--- Start Entries supplied ---

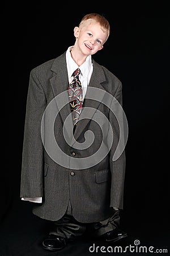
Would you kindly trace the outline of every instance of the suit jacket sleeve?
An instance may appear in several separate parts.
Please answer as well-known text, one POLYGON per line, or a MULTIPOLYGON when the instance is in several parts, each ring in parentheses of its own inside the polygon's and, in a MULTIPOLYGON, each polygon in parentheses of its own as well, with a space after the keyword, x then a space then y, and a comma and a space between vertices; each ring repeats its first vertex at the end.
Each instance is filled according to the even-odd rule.
POLYGON ((26 106, 21 173, 21 197, 43 196, 44 146, 41 137, 41 122, 46 105, 43 88, 33 69, 30 73, 26 106))
MULTIPOLYGON (((122 84, 121 82, 118 84, 114 97, 122 106, 122 84)), ((123 117, 122 117, 123 120, 123 117)), ((124 150, 117 160, 113 161, 113 156, 119 141, 120 128, 115 115, 112 111, 109 112, 109 121, 113 131, 113 143, 110 151, 110 168, 112 174, 110 206, 123 209, 125 154, 124 150)))

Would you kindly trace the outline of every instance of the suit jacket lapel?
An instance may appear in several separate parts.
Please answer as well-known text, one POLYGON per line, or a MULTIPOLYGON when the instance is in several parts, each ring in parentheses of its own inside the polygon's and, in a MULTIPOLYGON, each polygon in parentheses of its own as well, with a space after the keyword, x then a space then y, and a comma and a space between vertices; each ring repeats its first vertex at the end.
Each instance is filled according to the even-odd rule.
MULTIPOLYGON (((96 89, 99 88, 103 90, 105 90, 105 89, 101 85, 102 82, 105 81, 105 77, 103 70, 97 63, 94 60, 92 60, 92 61, 94 70, 90 84, 87 86, 86 97, 83 104, 83 109, 80 115, 80 119, 81 116, 83 117, 84 112, 86 112, 86 115, 87 115, 89 119, 82 119, 80 122, 78 122, 74 135, 75 140, 78 138, 83 131, 83 130, 90 121, 90 119, 92 118, 93 115, 96 112, 96 110, 98 108, 104 97, 104 95, 103 96, 99 95, 99 101, 90 100, 91 97, 90 87, 96 89), (86 107, 91 108, 93 109, 92 110, 92 109, 91 109, 90 110, 88 110, 86 109, 86 107)), ((70 135, 70 130, 72 131, 71 129, 73 129, 73 122, 72 115, 71 114, 71 111, 69 100, 69 96, 68 94, 66 93, 69 81, 65 52, 54 60, 51 70, 56 73, 56 75, 50 80, 54 96, 56 97, 61 94, 61 96, 57 97, 57 100, 56 100, 56 103, 60 112, 60 114, 63 123, 64 123, 66 118, 67 118, 68 115, 70 114, 68 118, 68 122, 70 125, 67 126, 65 126, 66 130, 69 135, 70 135), (63 106, 65 106, 65 111, 62 111, 62 112, 61 112, 60 110, 63 106)), ((96 93, 97 93, 97 90, 96 93)), ((72 145, 74 144, 74 139, 72 140, 72 143, 71 143, 72 145)))
MULTIPOLYGON (((68 115, 71 113, 67 92, 69 81, 65 53, 54 60, 51 70, 56 73, 56 75, 50 80, 50 81, 54 97, 61 94, 57 97, 56 103, 61 118, 64 123, 68 115), (61 112, 60 110, 63 106, 65 106, 64 111, 61 112)), ((69 122, 73 128, 73 118, 71 114, 69 118, 69 122)), ((66 127, 66 130, 70 129, 70 126, 66 127)), ((68 134, 70 133, 69 130, 67 132, 68 134)))

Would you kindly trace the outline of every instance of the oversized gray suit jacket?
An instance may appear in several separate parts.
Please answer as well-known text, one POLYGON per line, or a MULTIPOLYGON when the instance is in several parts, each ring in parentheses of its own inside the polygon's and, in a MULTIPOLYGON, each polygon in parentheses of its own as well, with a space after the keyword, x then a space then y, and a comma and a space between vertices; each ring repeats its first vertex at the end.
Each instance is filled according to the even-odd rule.
MULTIPOLYGON (((84 118, 78 123, 74 135, 77 142, 84 142, 84 134, 89 130, 95 135, 92 144, 82 150, 74 148, 71 144, 69 144, 63 137, 63 122, 71 113, 69 102, 60 109, 54 123, 54 134, 63 155, 65 154, 69 156, 70 165, 69 163, 66 167, 59 164, 44 148, 41 126, 43 114, 48 104, 56 96, 67 89, 66 52, 36 67, 30 73, 23 147, 20 197, 42 197, 42 204, 36 204, 33 213, 46 220, 54 221, 61 218, 66 211, 69 200, 75 218, 84 223, 104 220, 111 215, 112 207, 123 208, 125 151, 116 161, 112 160, 119 139, 119 126, 109 108, 102 103, 102 98, 101 102, 88 98, 88 88, 93 87, 109 93, 122 104, 122 84, 104 67, 94 59, 92 62, 94 70, 83 107, 97 109, 105 115, 112 126, 113 141, 104 159, 99 159, 97 164, 85 169, 81 169, 79 162, 78 168, 71 168, 71 159, 76 161, 79 158, 88 158, 95 154, 102 140, 104 150, 108 150, 109 127, 103 120, 103 115, 99 115, 98 118, 100 119, 101 127, 92 120, 92 117, 91 119, 84 118), (74 155, 73 152, 75 153, 74 155)), ((48 140, 48 136, 45 139, 48 140)))

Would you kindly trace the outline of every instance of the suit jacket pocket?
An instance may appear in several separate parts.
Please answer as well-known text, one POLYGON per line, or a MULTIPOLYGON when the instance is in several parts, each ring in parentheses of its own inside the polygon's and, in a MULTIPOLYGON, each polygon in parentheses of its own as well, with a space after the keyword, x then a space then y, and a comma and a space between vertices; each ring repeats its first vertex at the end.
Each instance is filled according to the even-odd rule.
POLYGON ((108 169, 95 172, 96 183, 101 183, 110 179, 110 172, 108 169))
POLYGON ((44 163, 44 177, 46 177, 47 175, 48 170, 48 164, 44 163))

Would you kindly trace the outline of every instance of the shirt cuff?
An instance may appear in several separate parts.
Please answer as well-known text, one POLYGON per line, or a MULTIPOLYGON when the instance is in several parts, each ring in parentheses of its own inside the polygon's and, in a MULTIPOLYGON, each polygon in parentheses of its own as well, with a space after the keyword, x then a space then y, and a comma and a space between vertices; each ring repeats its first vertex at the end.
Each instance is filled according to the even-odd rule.
POLYGON ((23 201, 29 201, 29 202, 32 203, 42 203, 42 197, 22 197, 21 199, 23 201))

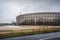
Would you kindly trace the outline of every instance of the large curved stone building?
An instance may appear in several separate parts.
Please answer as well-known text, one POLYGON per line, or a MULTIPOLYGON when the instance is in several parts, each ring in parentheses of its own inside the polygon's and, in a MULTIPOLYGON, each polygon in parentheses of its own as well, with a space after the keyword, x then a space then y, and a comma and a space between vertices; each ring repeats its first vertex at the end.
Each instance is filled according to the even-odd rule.
POLYGON ((17 24, 26 25, 59 25, 60 12, 37 12, 19 15, 16 17, 17 24))

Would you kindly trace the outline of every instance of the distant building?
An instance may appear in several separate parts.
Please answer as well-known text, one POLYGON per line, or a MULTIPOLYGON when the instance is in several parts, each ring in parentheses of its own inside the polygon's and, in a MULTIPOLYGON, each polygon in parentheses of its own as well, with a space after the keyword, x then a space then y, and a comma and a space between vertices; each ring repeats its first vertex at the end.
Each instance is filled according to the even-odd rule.
POLYGON ((60 12, 37 12, 18 15, 16 22, 24 25, 59 25, 60 12))

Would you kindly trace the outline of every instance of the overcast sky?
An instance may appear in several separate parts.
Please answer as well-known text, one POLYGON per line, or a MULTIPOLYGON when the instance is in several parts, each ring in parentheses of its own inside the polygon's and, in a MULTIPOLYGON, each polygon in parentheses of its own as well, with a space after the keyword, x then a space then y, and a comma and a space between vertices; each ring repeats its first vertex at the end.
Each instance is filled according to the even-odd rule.
POLYGON ((0 0, 0 23, 16 21, 20 12, 60 12, 60 0, 0 0))

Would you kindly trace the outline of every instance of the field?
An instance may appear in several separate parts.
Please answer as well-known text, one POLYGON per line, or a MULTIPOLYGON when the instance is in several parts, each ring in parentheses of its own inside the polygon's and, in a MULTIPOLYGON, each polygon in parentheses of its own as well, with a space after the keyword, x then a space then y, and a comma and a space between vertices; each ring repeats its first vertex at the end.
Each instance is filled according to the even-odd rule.
POLYGON ((0 38, 60 32, 60 26, 9 26, 0 27, 0 38))

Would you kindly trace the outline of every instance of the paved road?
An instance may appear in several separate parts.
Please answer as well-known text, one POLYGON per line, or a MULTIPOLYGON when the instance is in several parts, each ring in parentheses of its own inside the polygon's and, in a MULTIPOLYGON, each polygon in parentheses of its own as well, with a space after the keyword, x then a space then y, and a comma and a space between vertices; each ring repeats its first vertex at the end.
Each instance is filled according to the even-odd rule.
POLYGON ((22 36, 22 37, 13 37, 13 38, 5 38, 0 40, 52 40, 59 39, 60 40, 60 32, 55 33, 46 33, 46 34, 38 34, 38 35, 30 35, 30 36, 22 36))

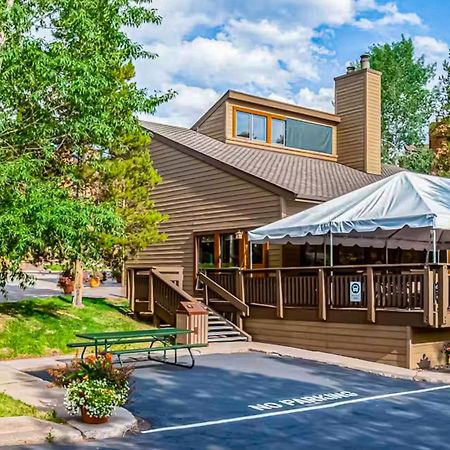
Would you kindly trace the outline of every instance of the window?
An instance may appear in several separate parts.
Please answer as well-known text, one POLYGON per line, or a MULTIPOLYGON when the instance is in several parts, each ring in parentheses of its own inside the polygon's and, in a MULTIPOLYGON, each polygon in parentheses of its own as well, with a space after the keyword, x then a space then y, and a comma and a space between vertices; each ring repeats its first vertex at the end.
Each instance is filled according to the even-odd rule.
POLYGON ((272 144, 285 144, 286 137, 286 121, 280 119, 272 119, 272 144))
POLYGON ((198 237, 198 268, 214 267, 214 235, 198 237))
POLYGON ((315 152, 333 152, 333 128, 319 123, 235 110, 236 137, 315 152))
POLYGON ((264 264, 264 244, 252 243, 252 264, 263 265, 264 264))
POLYGON ((236 136, 265 142, 267 140, 267 118, 259 114, 237 111, 236 136))
POLYGON ((286 145, 288 147, 331 153, 331 134, 332 128, 325 125, 302 120, 286 120, 286 145))
POLYGON ((250 137, 252 115, 238 111, 236 114, 236 136, 250 137))
POLYGON ((267 119, 264 116, 252 114, 252 139, 254 141, 266 141, 267 119))
POLYGON ((239 241, 234 234, 220 235, 220 259, 222 267, 237 267, 239 257, 239 241))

--- End Entries supplied ---

What is needed:
Return every line of the records above that contains the string "trace", treating uppercase and lowercase as different.

Task response:
Would you kindly trace the outline of every instance of the suit jacket sleeve?
Would you kindly trace the outline of every instance of the suit jacket lapel?
Would you kindly trace the outline of every instance of the oversized gray suit jacket?
Would you kindly trace the outline of every instance of the suit jacket pocket?
Would you kindly trace the outline of every instance of the shirt cuff?
Would you kindly trace the outline of every instance of the large curved stone building?
Would you kindly trace the outline of every instance of the distant building?
Would you kindly trace the outline of every instance of the overcast sky?
Would you kindly trace the outline of every instance of the field?
Would you kindly trace the outline of every instance of the paved road?
Would you kindly trace the outline of every instance of the window?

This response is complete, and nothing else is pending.